Blood flow to the kidneys can vary with systemic changes; however, glomerular perfusion pressure and GFR are maintained relatively constant by the kidney itself. Under physiologic conditions, minor drops in blood flow to the renal circulation are counteracted by changes in the resistances across the afferent and efferent arterioles of individual glomerular capillary beds.[12] The afferent arteriole vasodilates via 2 mechanisms.[13] The myogenic reflex, mediating medial smooth muscle relaxation in states of decrease perfusion pressure, vasodilates the afferent arteriole leading to increased blood flow.[14] Additionally, intrarenal synthesis of vasodilatory prostaglandins such as prostacyclin and prostaglandin E2 causes further dilation of the afferent arteriole.[15] The mechanism explains why the intake of NSAIDs leads to acute kidney injury by inhibiting this autoregulatory mechanism.[16]


At the level of the efferent arteriole, an increase in resistance is crucial for appropriate maintenance of glomerular hydrostatic pressure. This is achieved by an increase in the production of angiotensin II (via the Renin-Angiotensin System) which acts preferentially on the efferent arteriole leading to vasoconstriction.[17] Important medications that target angiotensin II production and action are ACE inhibitors (ACEIs) and angiotensin receptor blockers (ARBs) which may be responsible for renal decompensation in patients dependent on the action of angiotensin II to maintain glomerular perfusion pressure. Such is the case in chronic kidney disease patients, whose autoregulatory mechanisms are typically operating at maximum capacity.[18]


As such, the pathophysiology of prerenal azotemia entails a drop in renal plasma flow beyond the capacity of autoregulation, a blunted or inadequate renal compensation for an otherwise tolerable change in perfusion, or a combination of both. This eventually leads to ischemic renal injury particularly to the medulla which is maintained in hypoxic conditions at baseline. Causes of prerenal injury are summarized in the figure below. To note, as prerenal AKI progresses with further ischemia, it transforms into acute tubular necrosis (ATN) crossing into the realm of intrinsic AKI.

◇ ◇ ◇ ◇ ◇

** TASKS **
a – According to the passage on renal autoregulation, which arteriole does angiotensin II act on preferentially, and with what effect?
b – List every class of medication named in the passage on renal autoregulation.
c – Write out the passage on renal autoregulation from "As such, the" up to and including "of intrinsic AKI.", switching "medulla" to "renal cortex".

Point localization data
◇ ◇ ◇ ◇ ◇

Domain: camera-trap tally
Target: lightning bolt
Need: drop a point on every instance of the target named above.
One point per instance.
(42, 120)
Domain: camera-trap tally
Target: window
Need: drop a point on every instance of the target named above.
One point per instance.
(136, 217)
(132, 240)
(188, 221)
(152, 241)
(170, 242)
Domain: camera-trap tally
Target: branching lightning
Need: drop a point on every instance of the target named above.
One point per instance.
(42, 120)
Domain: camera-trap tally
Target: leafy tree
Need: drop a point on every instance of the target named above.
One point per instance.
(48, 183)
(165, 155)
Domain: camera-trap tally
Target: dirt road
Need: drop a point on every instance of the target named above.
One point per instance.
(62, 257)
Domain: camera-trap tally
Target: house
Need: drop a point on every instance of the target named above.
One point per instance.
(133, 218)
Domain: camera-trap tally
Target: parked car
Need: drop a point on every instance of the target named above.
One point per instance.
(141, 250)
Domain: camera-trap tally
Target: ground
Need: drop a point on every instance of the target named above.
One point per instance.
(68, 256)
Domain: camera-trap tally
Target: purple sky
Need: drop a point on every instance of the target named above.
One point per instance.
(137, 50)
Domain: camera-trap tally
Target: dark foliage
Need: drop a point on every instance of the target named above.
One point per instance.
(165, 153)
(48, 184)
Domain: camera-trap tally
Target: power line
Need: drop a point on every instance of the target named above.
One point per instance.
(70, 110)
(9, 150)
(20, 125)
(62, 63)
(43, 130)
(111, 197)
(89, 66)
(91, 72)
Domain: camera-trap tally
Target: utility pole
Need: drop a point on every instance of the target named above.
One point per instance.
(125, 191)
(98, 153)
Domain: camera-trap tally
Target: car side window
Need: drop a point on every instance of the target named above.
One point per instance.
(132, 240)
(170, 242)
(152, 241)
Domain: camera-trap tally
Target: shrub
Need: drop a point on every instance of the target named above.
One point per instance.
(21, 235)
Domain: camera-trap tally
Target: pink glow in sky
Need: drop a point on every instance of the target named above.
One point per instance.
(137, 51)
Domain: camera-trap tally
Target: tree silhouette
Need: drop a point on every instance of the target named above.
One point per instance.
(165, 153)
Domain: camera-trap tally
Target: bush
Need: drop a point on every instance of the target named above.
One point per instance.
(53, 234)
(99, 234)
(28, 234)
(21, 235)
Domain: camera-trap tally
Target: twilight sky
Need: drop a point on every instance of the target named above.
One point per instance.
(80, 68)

◇ ◇ ◇ ◇ ◇

** SOLUTIONS BELOW **
a – It acts preferentially on the efferent arteriole, causing vasoconstriction.

b – NSAIDs, ACE inhibitors (ACEIs), angiotensin receptor blockers (ARBs)

c –
As such, the pathophysiology of prerenal azotemia entails a drop in renal plasma flow beyond the capacity of autoregulation, a blunted or inadequate renal compensation for an otherwise tolerable change in perfusion, or a combination of both. This eventually leads to ischemic renal injury particularly to the renal cortex which is maintained in hypoxic conditions at baseline. Causes of prerenal injury are summarized in the figure below. To note, as prerenal AKI progresses with further ischemia, it transforms into acute tubular necrosis (ATN) crossing into the realm of intrinsic AKI.